### Work required
Recast everything in the listing below, from the line containing "Every instance gets a single point. Point out the long dress" down to the end of the listing, as a numbered list with blank lines left out.

### Information given
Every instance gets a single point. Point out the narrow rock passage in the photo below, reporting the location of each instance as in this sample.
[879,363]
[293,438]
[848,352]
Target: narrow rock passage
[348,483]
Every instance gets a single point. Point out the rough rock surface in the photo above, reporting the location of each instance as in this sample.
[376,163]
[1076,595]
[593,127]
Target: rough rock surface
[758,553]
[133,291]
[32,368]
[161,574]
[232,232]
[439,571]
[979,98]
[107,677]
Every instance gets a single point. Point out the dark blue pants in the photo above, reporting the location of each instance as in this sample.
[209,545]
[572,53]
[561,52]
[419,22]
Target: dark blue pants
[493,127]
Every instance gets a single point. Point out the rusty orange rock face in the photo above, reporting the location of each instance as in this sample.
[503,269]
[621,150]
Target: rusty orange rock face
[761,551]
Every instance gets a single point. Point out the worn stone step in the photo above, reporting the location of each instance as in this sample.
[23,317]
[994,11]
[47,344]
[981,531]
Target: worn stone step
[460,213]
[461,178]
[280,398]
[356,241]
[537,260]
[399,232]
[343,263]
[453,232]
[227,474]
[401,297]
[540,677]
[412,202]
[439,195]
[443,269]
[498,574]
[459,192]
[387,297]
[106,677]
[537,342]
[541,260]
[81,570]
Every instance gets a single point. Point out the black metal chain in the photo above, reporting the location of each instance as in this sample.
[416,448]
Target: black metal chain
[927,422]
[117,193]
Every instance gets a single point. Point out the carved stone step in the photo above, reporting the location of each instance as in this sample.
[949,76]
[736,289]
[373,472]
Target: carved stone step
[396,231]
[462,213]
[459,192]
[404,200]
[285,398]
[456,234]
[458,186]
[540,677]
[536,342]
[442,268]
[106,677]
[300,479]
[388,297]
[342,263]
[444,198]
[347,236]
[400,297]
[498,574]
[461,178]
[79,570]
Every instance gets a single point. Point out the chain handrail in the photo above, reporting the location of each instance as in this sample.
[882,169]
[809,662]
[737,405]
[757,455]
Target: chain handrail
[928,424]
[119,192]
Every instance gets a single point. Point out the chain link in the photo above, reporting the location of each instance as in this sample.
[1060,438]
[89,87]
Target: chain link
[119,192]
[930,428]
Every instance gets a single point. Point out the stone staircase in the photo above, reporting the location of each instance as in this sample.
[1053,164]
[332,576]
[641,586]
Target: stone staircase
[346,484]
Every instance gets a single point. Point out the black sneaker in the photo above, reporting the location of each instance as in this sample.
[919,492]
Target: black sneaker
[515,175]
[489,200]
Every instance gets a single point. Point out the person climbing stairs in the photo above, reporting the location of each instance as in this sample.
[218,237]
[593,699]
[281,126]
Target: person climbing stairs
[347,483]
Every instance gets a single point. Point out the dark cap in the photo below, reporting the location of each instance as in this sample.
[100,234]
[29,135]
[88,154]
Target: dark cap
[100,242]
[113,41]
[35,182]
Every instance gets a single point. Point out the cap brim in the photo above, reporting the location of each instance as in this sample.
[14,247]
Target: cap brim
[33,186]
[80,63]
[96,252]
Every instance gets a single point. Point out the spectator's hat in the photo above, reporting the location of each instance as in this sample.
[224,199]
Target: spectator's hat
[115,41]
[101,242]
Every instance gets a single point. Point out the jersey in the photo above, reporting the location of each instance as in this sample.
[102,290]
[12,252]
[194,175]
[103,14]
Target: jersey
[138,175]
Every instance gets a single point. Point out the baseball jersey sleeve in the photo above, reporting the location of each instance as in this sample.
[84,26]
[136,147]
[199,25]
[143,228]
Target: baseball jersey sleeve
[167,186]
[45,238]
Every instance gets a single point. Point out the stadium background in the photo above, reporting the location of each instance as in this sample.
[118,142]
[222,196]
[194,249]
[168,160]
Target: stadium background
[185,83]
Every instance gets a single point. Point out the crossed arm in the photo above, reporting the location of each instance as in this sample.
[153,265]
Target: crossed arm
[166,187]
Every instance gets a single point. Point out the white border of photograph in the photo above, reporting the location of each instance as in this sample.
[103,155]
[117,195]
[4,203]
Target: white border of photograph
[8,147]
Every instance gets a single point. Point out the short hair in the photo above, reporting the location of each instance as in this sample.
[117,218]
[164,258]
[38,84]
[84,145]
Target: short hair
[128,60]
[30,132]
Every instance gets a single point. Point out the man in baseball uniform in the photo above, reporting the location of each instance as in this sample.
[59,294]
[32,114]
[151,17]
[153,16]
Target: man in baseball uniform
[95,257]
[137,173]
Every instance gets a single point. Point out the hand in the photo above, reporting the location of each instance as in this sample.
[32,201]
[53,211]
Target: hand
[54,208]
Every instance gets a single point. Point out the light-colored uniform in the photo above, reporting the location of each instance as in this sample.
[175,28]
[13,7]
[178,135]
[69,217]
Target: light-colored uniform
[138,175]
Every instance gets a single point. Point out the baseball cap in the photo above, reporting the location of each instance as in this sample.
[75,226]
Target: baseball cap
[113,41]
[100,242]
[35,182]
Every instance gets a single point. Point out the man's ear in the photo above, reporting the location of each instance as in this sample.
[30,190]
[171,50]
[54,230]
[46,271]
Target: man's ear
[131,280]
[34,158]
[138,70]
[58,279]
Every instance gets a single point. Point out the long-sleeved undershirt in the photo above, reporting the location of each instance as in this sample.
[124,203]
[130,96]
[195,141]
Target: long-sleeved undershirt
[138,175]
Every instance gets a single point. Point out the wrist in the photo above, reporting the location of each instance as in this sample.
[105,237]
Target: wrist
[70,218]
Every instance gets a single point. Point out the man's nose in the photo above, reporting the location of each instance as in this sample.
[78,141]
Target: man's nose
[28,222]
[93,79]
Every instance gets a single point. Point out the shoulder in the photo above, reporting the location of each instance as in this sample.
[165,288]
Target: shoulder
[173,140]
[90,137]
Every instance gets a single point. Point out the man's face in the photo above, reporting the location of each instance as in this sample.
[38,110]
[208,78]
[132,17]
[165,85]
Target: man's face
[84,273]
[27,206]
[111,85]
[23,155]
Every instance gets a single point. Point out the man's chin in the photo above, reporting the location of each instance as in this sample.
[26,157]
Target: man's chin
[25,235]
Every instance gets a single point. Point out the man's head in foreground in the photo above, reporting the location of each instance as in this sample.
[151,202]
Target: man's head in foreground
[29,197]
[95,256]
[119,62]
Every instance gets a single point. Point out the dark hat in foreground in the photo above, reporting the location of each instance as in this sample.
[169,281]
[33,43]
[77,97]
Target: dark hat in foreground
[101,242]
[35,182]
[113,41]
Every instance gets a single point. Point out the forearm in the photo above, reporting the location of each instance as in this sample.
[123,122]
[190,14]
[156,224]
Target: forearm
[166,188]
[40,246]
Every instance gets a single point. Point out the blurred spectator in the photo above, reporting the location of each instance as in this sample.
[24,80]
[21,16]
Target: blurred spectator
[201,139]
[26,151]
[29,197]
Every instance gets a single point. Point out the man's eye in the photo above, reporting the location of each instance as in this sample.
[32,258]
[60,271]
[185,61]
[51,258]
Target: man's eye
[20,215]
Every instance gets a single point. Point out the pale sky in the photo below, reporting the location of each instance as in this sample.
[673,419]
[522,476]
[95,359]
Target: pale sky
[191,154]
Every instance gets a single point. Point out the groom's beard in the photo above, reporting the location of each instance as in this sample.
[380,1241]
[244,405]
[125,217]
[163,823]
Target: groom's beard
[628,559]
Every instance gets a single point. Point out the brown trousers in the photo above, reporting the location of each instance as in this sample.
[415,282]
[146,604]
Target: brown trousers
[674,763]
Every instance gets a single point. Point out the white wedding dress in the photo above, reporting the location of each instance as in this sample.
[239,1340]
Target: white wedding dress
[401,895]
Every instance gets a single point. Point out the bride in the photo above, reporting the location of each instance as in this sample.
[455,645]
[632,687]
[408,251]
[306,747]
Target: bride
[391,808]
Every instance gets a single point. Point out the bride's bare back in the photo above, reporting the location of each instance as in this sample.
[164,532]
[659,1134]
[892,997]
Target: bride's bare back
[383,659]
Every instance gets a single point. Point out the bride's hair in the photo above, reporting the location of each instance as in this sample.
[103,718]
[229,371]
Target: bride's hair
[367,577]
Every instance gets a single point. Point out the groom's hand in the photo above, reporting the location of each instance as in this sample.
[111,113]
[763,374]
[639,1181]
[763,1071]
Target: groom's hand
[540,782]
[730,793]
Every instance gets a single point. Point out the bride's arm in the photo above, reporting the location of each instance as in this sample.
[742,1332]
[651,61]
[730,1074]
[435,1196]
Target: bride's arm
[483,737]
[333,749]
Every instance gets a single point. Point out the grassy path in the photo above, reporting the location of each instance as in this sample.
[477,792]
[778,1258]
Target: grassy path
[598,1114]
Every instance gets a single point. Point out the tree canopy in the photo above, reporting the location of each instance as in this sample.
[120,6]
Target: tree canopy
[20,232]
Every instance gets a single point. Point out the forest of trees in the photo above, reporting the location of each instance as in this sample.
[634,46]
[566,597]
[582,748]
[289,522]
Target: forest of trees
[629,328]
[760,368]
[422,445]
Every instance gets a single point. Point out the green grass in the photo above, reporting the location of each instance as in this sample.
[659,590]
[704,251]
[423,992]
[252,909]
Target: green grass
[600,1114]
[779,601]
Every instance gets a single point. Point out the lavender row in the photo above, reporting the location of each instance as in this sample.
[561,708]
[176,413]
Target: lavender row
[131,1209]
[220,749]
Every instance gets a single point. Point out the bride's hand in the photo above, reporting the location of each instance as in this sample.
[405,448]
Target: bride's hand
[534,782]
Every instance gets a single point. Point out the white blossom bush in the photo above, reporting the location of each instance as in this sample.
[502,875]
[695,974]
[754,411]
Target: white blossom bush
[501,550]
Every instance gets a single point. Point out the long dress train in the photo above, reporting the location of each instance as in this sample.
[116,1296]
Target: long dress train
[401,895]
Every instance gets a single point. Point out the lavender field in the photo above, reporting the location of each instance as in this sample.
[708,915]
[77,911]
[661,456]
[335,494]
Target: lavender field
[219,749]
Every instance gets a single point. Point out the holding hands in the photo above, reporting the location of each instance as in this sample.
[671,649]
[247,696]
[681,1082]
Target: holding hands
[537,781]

### Answer for this exercise
1. Every instance gets a single point. Point out the long dress train in the photo above, reporting the location of each instance as in this sample.
2. [116,1296]
3. Target: long dress train
4. [401,895]
5. Every instance gets a single point. Point out the lavender field in the photo above, reporting the location of each instance as in this sample.
6. [708,915]
7. [77,911]
8. [661,456]
9. [335,494]
10. Target: lavender field
11. [219,749]
12. Every instance gets a single point. Point out the holding hands in the photo above, reporting the location of each instance as in this sample.
13. [671,649]
14. [247,696]
15. [681,1082]
16. Target: holding hands
17. [537,781]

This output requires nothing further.